▶ **Brief 1**
List every date or time reference in the page excerpt on Maine's medical cannabis rules.
▶ **Brief 2**
In the page excerpt on Maine's medical cannabis rules, change "legislature" to "governor" and give everything from "Maine’s Office of" down to "the previous proposal.".

Maine’s Office of Marijuana Policy (OMP) released its proposed new set of rules for the state’s medical cannabis program on Jan. 17. The new rules include new requirements for plant tracking and security, but not mandatory lab testing.
The new rules would replace the statutes that have governed medical cannabis in the state since May 10, 2018. The state previously attempted to update its medical cannabis regulations in early 2021, with new rules about plant tracking and security systems, but the effort was blocked by the legislature, leading to a second effort from the OMP to produce new medical guidelines that did not attract the same level of caregiver opposition as the previous proposal.
The proposed rules still include new security and plant tracking requirements, but lower registration fees for operators.
Among the new rules:
- Medical cannabis operators must track all plants from cultivation to manufacturing to sale, and then submit to the state. Unlike the state’s adult-use operators, who must use METRC to track, medical operators may submit their data by hand or electronically. (Section 7.2 – p.43)

▶ **Supplied entries**
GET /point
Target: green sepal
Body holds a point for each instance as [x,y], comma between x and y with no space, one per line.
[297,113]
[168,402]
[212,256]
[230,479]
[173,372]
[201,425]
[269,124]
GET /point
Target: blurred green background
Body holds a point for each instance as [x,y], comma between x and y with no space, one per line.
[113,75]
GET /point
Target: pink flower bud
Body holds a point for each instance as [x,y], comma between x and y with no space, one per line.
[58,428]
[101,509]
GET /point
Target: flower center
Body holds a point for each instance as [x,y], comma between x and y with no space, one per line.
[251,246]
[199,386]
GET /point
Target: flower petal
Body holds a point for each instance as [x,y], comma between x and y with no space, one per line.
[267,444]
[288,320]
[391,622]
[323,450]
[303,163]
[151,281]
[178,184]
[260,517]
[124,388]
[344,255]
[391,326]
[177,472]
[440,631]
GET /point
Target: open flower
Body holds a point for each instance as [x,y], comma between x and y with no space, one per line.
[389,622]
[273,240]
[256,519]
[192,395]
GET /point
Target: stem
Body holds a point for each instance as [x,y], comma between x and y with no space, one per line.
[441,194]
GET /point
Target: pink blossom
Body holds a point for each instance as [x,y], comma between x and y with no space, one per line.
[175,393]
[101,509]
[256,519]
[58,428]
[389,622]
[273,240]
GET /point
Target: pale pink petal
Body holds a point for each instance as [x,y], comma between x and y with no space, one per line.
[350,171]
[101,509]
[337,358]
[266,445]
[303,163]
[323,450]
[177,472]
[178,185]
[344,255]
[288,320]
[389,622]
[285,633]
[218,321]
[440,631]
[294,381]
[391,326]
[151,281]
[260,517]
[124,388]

▶ **Expected output 1**
- Jan. 17
- May 10, 2018
- early 2021

▶ **Expected output 2**
Maine’s Office of Marijuana Policy (OMP) released its proposed new set of rules for the state’s medical cannabis program on Jan. 17. The new rules include new requirements for plant tracking and security, but not mandatory lab testing.
The new rules would replace the statutes that have governed medical cannabis in the state since May 10, 2018. The state previously attempted to update its medical cannabis regulations in early 2021, with new rules about plant tracking and security systems, but the effort was blocked by the governor, leading to a second effort from the OMP to produce new medical guidelines that did not attract the same level of caregiver opposition as the previous proposal.